** start of RECORDS PROVIDED **

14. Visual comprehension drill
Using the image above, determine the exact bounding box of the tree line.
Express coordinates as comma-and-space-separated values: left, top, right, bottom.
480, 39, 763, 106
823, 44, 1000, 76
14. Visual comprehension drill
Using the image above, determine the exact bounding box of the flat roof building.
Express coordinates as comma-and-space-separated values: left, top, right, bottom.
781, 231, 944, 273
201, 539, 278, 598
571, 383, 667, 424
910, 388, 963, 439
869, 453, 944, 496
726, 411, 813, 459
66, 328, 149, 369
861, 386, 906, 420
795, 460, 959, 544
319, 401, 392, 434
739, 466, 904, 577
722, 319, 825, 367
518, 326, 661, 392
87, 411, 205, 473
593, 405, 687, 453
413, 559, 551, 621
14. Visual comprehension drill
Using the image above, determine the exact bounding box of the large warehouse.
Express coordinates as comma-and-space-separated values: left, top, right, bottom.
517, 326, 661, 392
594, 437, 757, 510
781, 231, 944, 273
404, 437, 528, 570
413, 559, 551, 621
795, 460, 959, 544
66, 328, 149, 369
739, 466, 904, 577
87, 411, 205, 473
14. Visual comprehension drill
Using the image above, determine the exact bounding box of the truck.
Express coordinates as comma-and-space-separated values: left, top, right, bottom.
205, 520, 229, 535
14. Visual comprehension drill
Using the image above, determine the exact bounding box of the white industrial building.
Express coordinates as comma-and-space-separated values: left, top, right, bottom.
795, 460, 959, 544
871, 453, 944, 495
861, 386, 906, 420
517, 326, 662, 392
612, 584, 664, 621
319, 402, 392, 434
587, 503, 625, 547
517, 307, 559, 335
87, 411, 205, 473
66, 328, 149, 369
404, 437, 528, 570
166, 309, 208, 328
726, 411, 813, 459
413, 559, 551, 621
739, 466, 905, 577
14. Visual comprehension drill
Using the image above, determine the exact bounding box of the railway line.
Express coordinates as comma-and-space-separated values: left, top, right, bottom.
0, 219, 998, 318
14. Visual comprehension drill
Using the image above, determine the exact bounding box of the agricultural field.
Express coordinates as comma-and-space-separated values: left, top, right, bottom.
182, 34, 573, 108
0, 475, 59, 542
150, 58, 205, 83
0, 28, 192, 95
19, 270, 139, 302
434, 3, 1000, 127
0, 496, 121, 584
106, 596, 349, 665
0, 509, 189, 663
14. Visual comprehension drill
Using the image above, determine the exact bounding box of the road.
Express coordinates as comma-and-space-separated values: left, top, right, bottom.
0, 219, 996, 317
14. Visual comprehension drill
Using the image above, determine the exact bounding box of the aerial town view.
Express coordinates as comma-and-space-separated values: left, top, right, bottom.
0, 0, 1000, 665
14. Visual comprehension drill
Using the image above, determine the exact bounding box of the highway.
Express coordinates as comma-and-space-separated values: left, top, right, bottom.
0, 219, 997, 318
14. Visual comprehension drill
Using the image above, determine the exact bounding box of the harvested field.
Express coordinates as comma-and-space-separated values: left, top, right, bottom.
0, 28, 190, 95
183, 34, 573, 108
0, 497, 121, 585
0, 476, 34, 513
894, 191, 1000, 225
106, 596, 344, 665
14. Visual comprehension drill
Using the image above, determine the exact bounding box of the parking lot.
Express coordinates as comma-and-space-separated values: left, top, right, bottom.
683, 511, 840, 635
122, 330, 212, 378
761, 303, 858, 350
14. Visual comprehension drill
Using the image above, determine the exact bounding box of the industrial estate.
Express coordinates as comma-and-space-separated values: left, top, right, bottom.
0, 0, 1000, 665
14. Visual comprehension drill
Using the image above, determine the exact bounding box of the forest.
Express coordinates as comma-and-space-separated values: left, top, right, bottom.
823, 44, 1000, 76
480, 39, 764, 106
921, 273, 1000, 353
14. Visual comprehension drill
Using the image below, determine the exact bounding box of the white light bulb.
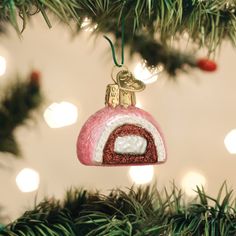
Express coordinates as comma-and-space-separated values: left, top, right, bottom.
135, 100, 143, 108
134, 61, 161, 84
224, 129, 236, 154
129, 165, 154, 184
44, 102, 78, 128
182, 171, 206, 196
16, 168, 40, 193
0, 56, 7, 76
80, 17, 98, 32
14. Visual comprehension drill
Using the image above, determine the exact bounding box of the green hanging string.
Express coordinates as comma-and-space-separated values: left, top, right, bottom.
104, 17, 125, 67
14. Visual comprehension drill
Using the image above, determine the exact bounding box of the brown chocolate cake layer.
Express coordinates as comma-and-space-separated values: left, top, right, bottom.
103, 124, 158, 165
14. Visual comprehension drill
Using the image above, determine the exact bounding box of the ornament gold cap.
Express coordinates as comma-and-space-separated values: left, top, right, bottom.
105, 70, 146, 108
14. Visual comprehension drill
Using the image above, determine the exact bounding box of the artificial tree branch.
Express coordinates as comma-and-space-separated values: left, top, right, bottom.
0, 183, 236, 236
0, 0, 228, 75
0, 71, 42, 156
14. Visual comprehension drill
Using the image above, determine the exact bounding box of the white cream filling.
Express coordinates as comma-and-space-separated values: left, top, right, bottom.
114, 135, 147, 155
93, 115, 166, 164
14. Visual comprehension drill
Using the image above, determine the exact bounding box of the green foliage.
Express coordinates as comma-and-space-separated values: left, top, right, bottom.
0, 0, 232, 75
0, 74, 42, 155
0, 183, 236, 236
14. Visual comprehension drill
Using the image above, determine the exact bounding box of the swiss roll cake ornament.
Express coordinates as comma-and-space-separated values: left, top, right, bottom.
77, 69, 166, 166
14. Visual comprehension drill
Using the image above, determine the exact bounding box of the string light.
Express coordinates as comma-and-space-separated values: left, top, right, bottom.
129, 165, 154, 184
134, 61, 162, 84
224, 129, 236, 154
44, 102, 78, 128
16, 168, 40, 193
182, 171, 206, 197
80, 17, 98, 32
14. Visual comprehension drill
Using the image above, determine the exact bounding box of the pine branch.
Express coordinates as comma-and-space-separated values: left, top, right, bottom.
0, 183, 236, 236
0, 72, 42, 156
0, 0, 227, 75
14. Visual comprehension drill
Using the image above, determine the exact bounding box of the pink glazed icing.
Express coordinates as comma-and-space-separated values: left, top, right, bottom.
77, 106, 166, 165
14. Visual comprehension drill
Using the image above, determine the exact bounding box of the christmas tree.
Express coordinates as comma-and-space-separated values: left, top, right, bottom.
0, 0, 236, 236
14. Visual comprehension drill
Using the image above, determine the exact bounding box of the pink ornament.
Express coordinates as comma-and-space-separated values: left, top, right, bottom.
77, 106, 166, 166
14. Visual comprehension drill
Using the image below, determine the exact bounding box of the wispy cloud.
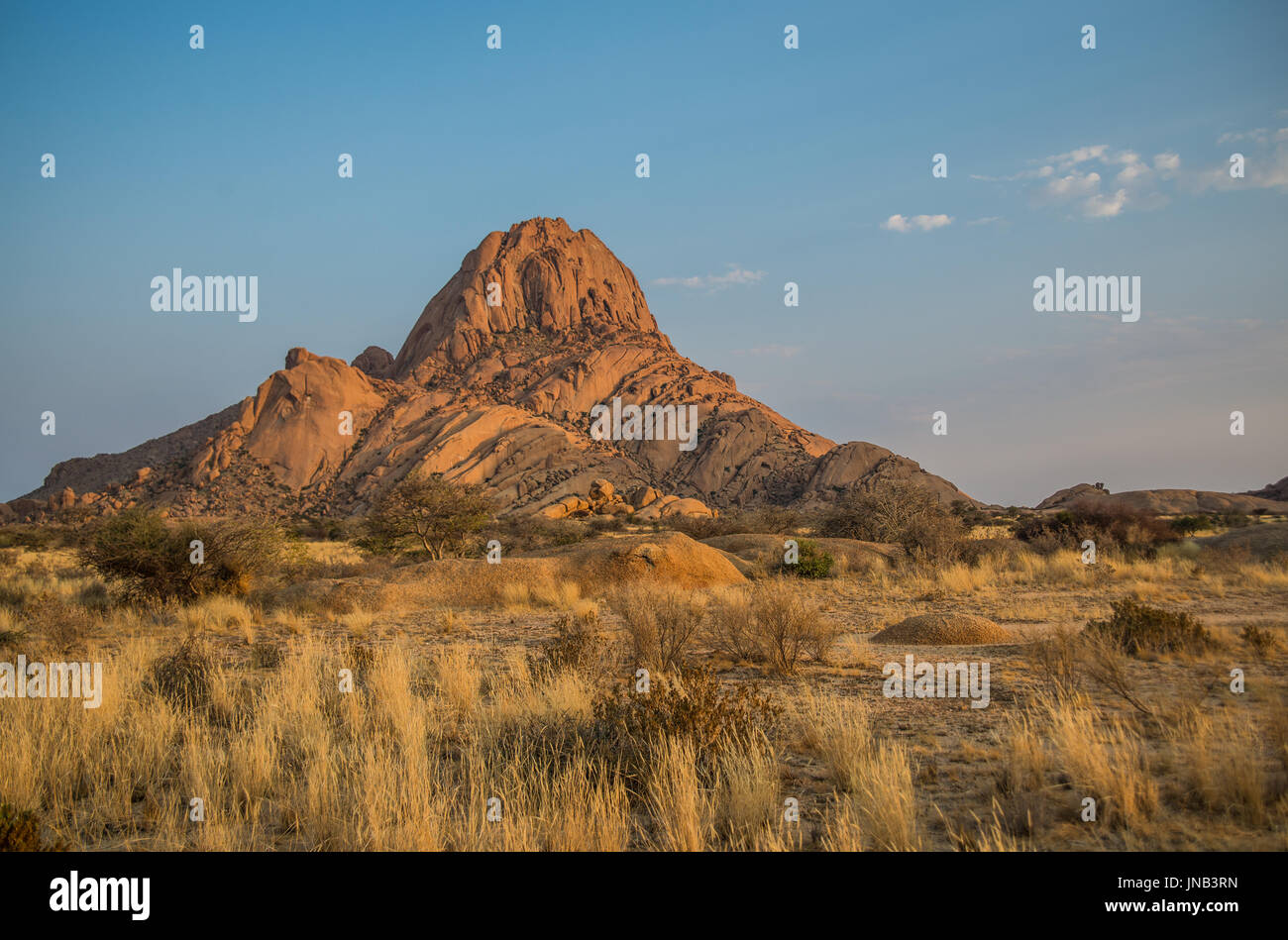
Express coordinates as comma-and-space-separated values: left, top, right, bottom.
881, 214, 953, 232
967, 112, 1288, 216
653, 264, 765, 291
733, 343, 802, 360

** end of RECORDS PROVIDED **

## SET PROBLEM
All of the material above should be reproduced exactly, except the pictures.

## ANSWER
14. Visual comprehension drill
Using the image above, determine the exact bounding box of the tree line.
Express coordinates as comma-and-space-separated values: left, top, right, bottom.
480, 39, 763, 106
823, 44, 1000, 76
14. Visual comprehension drill
Using the image above, determine the exact bounding box of the flat roof building.
Express coordinates as comma-and-space-separated values: left, top, right, bottom.
781, 231, 944, 273
201, 539, 278, 598
571, 383, 667, 424
910, 388, 963, 439
869, 453, 944, 496
726, 411, 813, 459
66, 328, 149, 369
861, 386, 906, 420
795, 460, 959, 544
319, 401, 392, 434
739, 466, 904, 577
722, 319, 825, 367
518, 326, 661, 392
87, 411, 205, 473
593, 405, 687, 453
413, 559, 551, 621
14. Visual comprehension drill
Using the image above, determine the exact bounding box of the large warehouse.
Express coordinates as comma-and-space-separated values: left, top, right, bottom.
517, 326, 661, 392
594, 437, 757, 510
781, 231, 944, 273
404, 437, 528, 570
413, 559, 551, 621
795, 460, 959, 544
66, 328, 149, 369
739, 466, 904, 577
87, 411, 205, 473
14. Visual comprehension drill
Using the image above, determine the exact bounding box of the truck.
Express coordinates as comma-and-space-separated values: left, top, right, bottom.
205, 520, 229, 535
14. Visual comprehension drill
Using the image above, determine the exact bounding box of the white industrial building.
Express coordinates as comma-and-space-separated values: left, top, right, bottom.
795, 460, 959, 544
871, 453, 944, 495
861, 386, 906, 420
517, 326, 662, 392
612, 584, 664, 621
319, 402, 392, 434
587, 503, 625, 547
517, 307, 559, 335
87, 411, 205, 473
66, 328, 149, 369
404, 437, 528, 570
166, 309, 208, 328
726, 411, 813, 459
413, 559, 551, 621
739, 466, 905, 577
14. Visual comprehension drill
Using the image above, determine the exact bounding box of the railway line.
Express coordinates as comma-and-space-separated values: left, top, right, bottom.
0, 219, 998, 318
14. Visual comprehension drill
Using the image above, determine the exact bounding box of the agricultural field.
Express coordinates as comma-and-space-separated values: left, top, right, bottom.
182, 34, 573, 108
0, 475, 59, 542
150, 58, 205, 83
0, 28, 192, 95
19, 270, 139, 302
434, 3, 1000, 127
0, 496, 121, 584
106, 596, 349, 665
0, 509, 189, 663
14. Visual comprehension drill
Using the image above, determine the exact bounding box of the road.
Express coordinates as comma-and-space-separated values: left, top, right, bottom.
0, 219, 996, 317
14. Visual comprehension drill
Using the image above, determine the exact bounding box of the aerial town view.
Express coordinates as comma-and-space-separated values: left, top, right, bottom.
0, 0, 1000, 665
14. Visual comprehension drill
Using the image above, determine the exact bounding box of the highway.
Express coordinates as comma-and-space-separated values: left, top, right, bottom.
0, 219, 997, 318
14. Visual comprehension drill
Using the image above, determine the exact bounding box of the harvested field.
Express coordinates as comma-and-space-separated values: left, top, right, bottom.
0, 28, 190, 95
183, 34, 573, 108
0, 497, 121, 585
0, 476, 34, 513
894, 191, 1000, 225
106, 596, 344, 665
14. Visual comprehension drill
Using the image above, determine the exact bounding box of the parking lot.
Express coordinates as comma-and-space-separated values: left, top, right, bottom.
683, 511, 840, 635
122, 330, 212, 378
761, 303, 858, 350
14. Visual comprehension drill
Using the image above, determine the exact bounding box of the industrial estate.
Express coordinates as comma-and-space-separated values: left, top, right, bottom.
0, 0, 1000, 665
14. Visual comprehension drill
Using the image above, determine the exact bounding box of the forest.
Express coordinates as comma-and-space-separated values: left, top, right, bottom.
823, 44, 1000, 76
480, 39, 764, 106
921, 273, 1000, 353
14. Visual comprehension drill
Using the image below, determine the exact bounding box of the white light bulb.
Express coordinates as comma-and-space-separated values: left, top, right, bottom.
135, 100, 143, 108
134, 61, 161, 84
224, 129, 236, 154
129, 165, 154, 184
44, 102, 78, 128
182, 171, 206, 196
16, 168, 40, 193
0, 56, 7, 76
80, 17, 98, 32
14. Visual comprehension drill
Using the image above, determine the exact bounding box of the green hanging string.
Express coordinates as comma-and-space-separated values: left, top, right, bottom.
104, 17, 125, 67
14. Visual comprehension drill
Using the image above, determine the exact bounding box of the brown chocolate cake layer.
Express coordinates as comma-and-space-separated values: left, top, right, bottom.
103, 124, 158, 165
14. Visual comprehension drill
Using the image above, determine the exact bounding box of the ornament gold cap.
Express coordinates as comma-and-space-separated values: left, top, right, bottom.
105, 70, 146, 108
14. Visual comprehension drill
Using the image above, determine the exact bounding box of the artificial tree branch.
Express coordinates as comma-and-space-separated values: left, top, right, bottom.
0, 183, 236, 236
0, 0, 228, 75
0, 71, 42, 156
14. Visual comprehension drill
Using the image above, determine the exact bounding box of the white cream filling.
Express coordinates as comma-and-space-separated values: left, top, right, bottom.
114, 135, 147, 155
93, 115, 166, 164
14. Visual comprehension drill
Using the image above, determine the exact bounding box of the green foliage.
Express coordinates as comma-and-space-separated values: left, top, right, bottom.
0, 0, 232, 75
0, 74, 42, 155
0, 183, 236, 236
14. Visual comprehension drill
Using the image above, determine the exact bounding box of the swiss roll cake ornament.
Express coordinates as comma-and-space-separated values: left, top, right, bottom.
77, 69, 166, 166
14. Visual comprehension drill
Using the image above, determine the exact bounding box of the string light.
Express coordinates as comma-and-space-separated values: left, top, right, bottom.
129, 165, 154, 184
134, 61, 162, 84
224, 129, 236, 154
44, 102, 78, 128
16, 168, 40, 193
182, 171, 206, 197
80, 17, 98, 32
14. Visual comprehension drill
Using the image above, determine the exact bounding box of the pine branch.
Express coordinates as comma-and-space-separated values: left, top, right, bottom.
0, 183, 236, 236
0, 72, 42, 156
0, 0, 227, 75
14. Visual comprehension drill
Using the image above, determine the exact bounding box of the pink glazed icing.
Express coordinates as comma-and-space-separated values: left, top, right, bottom.
77, 106, 166, 165
14. Visual comprehension drill
Using the image above, determine the exact bounding box of the christmas tree.
Express coordinates as comma-and-space-separated values: left, top, right, bottom.
0, 0, 236, 236
14. Visual comprehension drill
Using the image above, determine the exact bounding box of the pink ornament.
Express coordinates as comma-and-space-separated values: left, top, right, bottom.
77, 106, 166, 166
14. Visual comprehension drill
Using the image below, determine the exact bounding box of the wispy cloud.
Express coordinates as comma-and-space-separated values: left, top, right, bottom.
881, 214, 953, 232
967, 112, 1288, 216
653, 264, 765, 291
733, 343, 802, 360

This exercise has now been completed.